┌─ Data rows

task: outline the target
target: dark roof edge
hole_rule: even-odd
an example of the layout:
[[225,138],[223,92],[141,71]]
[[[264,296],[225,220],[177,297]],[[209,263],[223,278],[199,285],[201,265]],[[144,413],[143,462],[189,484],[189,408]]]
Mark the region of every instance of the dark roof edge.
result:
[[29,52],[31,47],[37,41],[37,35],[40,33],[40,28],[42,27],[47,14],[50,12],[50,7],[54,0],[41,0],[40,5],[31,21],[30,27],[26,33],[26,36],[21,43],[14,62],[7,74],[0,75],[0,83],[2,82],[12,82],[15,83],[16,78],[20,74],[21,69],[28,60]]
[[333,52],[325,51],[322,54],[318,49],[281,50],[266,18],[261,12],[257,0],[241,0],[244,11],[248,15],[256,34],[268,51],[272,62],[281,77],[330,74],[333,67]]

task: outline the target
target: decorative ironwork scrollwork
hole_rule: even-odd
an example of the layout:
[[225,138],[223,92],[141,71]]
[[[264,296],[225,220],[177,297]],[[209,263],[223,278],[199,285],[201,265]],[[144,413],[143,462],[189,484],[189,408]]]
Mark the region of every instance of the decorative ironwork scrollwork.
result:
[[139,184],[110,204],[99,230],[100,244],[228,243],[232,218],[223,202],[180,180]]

└─

(Task requirements): Convert the data above into a JSON array of strings, with one string for each line and blank lines omitted.

(Result of this exercise):
[
  "task: outline the target",
  "target: dark roof edge",
  "hole_rule: even-odd",
  "an example of the layout:",
  "[[225,138],[223,92],[141,71]]",
  "[[[264,296],[225,220],[177,297]],[[209,263],[223,278],[199,285],[201,265]],[[144,413],[143,462],[189,484],[189,408]]]",
  "Mark the region of every instance of the dark roof edge.",
  "result:",
  "[[29,52],[31,47],[37,41],[37,35],[40,33],[40,28],[42,27],[47,14],[50,12],[50,7],[54,0],[41,0],[40,5],[31,21],[30,27],[26,33],[26,36],[21,43],[14,62],[7,74],[0,75],[0,83],[2,82],[12,82],[15,83],[16,78],[20,74],[21,69],[28,60]]",
  "[[333,52],[325,51],[322,54],[318,49],[281,50],[266,18],[261,12],[257,0],[241,0],[244,11],[248,15],[256,34],[268,51],[272,62],[281,77],[330,74],[333,67]]",
  "task: outline the target",
  "target: decorative ironwork scrollwork",
  "hole_rule: even-odd",
  "an example of the layout:",
  "[[225,138],[223,92],[141,71]]",
  "[[[264,296],[225,220],[177,297]],[[209,263],[223,278],[199,285],[201,265]],[[144,413],[143,462],[189,484],[189,408]]]",
  "Mark the region of every instance of the decorative ironwork scrollwork.",
  "result:",
  "[[139,184],[110,204],[99,230],[100,244],[228,243],[232,218],[223,202],[180,180]]"
]